* [AUFGABE A]: Wiederholen Sie die Datensätze wortgetreu, beginnend mit der Zeile, die „on bank in the picture above.“ enthält, und endend mit dem Schluss der Datensätze; beide Enden gehören dazu. Bilder lassen Sie in Ihrer Antwort weg.

* [VORLIEGENDER TEXT]:
Die gleichheitswidrige Bevorzugung eines bestimmten Leistungserbringers im Apothekenwettbewerb verletze die Kläger als Wettbewerbsteilnehmer auch in ihrer grundrechtlich durch Art. 12 Abs. 1 GG und Art. 3 Abs. 1 GG gewährleisteten Wettbewerbsstellung, die sie bei Verletzungen durch eine Krankenkasse mittels des allgemeinen öffentlich-rechtlichen Unterlassungsanspruchs gegen die Krankenkasse durchsetzen könnten.

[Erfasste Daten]
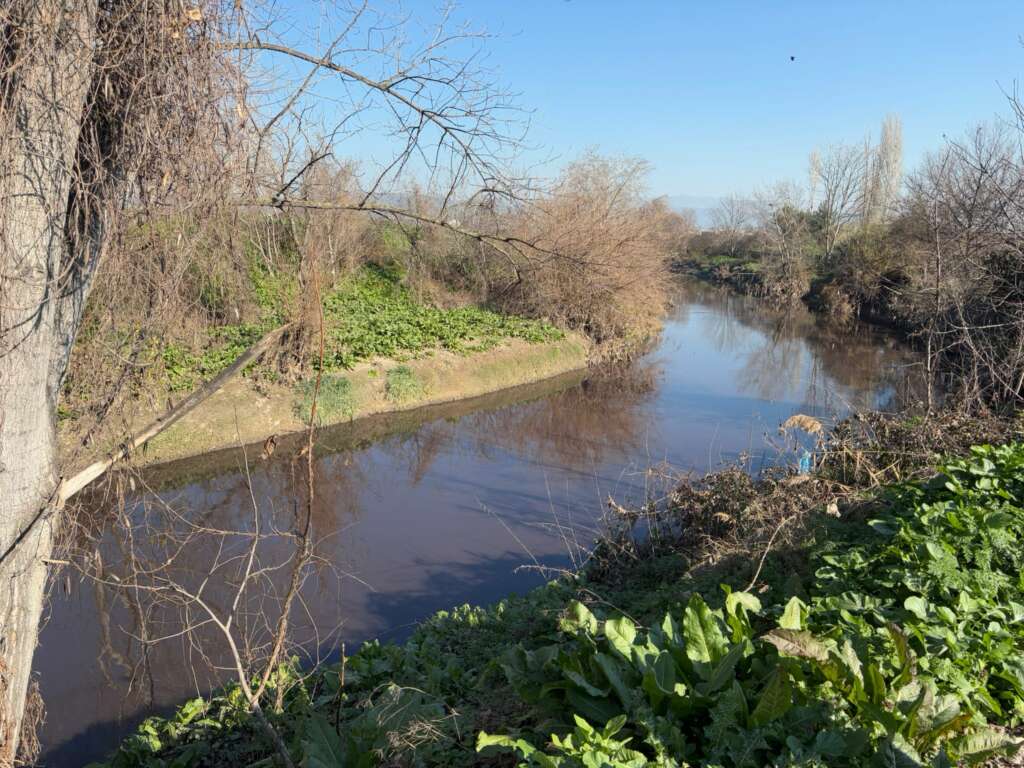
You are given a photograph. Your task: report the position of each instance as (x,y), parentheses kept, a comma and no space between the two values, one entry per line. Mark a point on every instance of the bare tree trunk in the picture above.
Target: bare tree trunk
(39,311)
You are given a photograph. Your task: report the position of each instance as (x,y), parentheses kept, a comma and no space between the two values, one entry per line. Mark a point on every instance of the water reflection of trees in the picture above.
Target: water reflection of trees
(580,427)
(794,353)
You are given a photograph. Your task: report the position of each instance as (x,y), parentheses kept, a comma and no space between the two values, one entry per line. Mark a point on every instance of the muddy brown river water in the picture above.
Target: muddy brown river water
(421,511)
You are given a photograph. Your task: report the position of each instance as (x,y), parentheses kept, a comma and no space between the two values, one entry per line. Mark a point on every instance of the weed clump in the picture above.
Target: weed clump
(402,385)
(335,401)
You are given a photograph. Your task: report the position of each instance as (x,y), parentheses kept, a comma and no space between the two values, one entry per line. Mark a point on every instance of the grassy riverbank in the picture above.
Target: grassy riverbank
(385,350)
(815,621)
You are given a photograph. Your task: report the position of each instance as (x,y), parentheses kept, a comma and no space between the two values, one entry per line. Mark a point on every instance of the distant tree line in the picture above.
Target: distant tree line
(938,252)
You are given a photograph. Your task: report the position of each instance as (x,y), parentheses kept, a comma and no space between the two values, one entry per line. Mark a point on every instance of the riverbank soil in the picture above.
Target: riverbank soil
(239,415)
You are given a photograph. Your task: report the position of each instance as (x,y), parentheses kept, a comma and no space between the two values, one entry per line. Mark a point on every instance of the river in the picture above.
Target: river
(421,511)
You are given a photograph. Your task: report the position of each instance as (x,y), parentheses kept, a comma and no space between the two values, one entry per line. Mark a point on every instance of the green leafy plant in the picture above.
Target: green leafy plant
(374,315)
(902,650)
(335,400)
(401,384)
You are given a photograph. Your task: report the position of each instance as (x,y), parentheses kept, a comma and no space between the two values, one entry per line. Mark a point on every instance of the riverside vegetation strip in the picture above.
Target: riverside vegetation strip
(897,641)
(371,314)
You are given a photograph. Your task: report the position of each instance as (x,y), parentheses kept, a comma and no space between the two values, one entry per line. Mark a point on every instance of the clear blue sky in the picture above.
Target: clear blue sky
(706,91)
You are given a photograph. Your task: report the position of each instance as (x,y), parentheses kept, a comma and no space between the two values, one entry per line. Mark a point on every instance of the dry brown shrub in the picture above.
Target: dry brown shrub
(599,261)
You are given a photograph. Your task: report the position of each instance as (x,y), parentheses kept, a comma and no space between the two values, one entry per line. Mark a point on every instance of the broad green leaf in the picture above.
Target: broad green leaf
(578,619)
(800,644)
(980,745)
(617,675)
(735,601)
(916,605)
(793,616)
(898,753)
(322,744)
(724,671)
(775,700)
(705,641)
(875,684)
(621,633)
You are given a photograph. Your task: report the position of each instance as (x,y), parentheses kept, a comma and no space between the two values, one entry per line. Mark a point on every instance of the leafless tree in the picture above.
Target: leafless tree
(838,176)
(782,222)
(883,172)
(114,113)
(732,219)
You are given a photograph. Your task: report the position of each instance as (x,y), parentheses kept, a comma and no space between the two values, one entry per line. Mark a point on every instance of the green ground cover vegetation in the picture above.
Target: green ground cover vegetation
(371,313)
(890,635)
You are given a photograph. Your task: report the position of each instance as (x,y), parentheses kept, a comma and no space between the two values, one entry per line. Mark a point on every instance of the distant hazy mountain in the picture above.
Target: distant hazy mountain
(701,205)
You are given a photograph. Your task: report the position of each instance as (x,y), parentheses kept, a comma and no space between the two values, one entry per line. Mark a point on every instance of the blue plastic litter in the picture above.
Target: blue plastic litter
(805,463)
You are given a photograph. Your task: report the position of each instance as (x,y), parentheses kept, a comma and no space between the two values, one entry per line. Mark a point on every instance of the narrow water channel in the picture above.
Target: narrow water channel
(429,509)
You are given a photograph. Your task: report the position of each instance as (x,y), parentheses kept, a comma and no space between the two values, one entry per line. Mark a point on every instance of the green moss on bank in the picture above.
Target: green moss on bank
(896,641)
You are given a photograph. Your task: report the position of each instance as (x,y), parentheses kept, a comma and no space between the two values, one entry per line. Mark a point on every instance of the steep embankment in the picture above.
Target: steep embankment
(238,415)
(384,350)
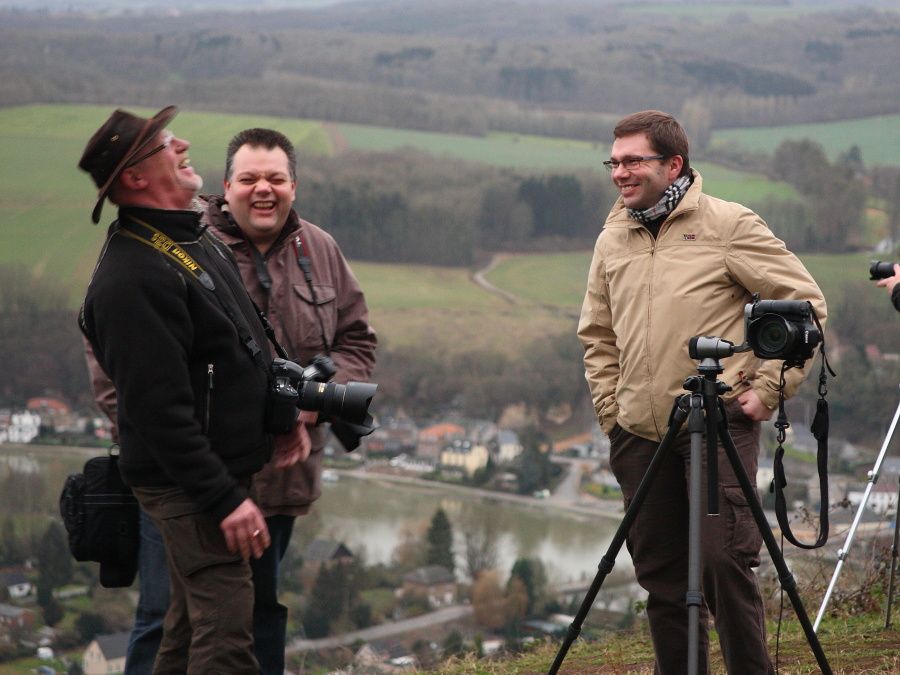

* [AUFGABE B]: Führen Sie den Text über die Wettbewerbsstellung der Apotheken gegenüber einer Krankenkasse im Anschluss an seinen letzten Satz weiter.

* [LÖSUNG A]:
You are given a photograph. Your task: report the position of each instance as (x,y), parentheses kept, a comma and no space between the two values, one entry per line. Mark a point on every instance of the green moss on bank in the picture above.
Target: green moss on bank
(896,641)
You are given a photograph. Your task: report the position of each instance as (x,y), parentheses kept, a comma and no space between the two values, one entry per line. Mark a point on every instance of the steep embankment in the picture above.
Target: steep embankment
(238,415)
(384,350)

* [LÖSUNG B]:
Fazit

Das BSG hat in der aktuellen Entscheidung nochmals klargestellt, dass die Neutralitätspflicht der Krankenkassen im Wettbewerb der Leistungserbringer dem Recht der gesetzlichen Krankenversicherung seit jeher immanent ist und in den grundrechtlichen Vorgaben der Berufsfreiheit der Leistungserbringer und deren Gleichbehandlungsanspruch wurzelt. Die Bewertungsmaßstäbe für den Krankenkassen zuzurechnende Werbung von Dritten folgen, da Krankenkassen als Körperschaften öffentlichen Rechts grundsätzlich Grundrechtsverpflichtete sind, nicht aus dem zivilrechtlichen Lauterkeitsrecht, sondern aus dem öffentlich-rechtlich geordneten Leistungserbringungsrecht der gesetzlichen Krankenversicherung.


Bita Foroghi, LL.M. oec.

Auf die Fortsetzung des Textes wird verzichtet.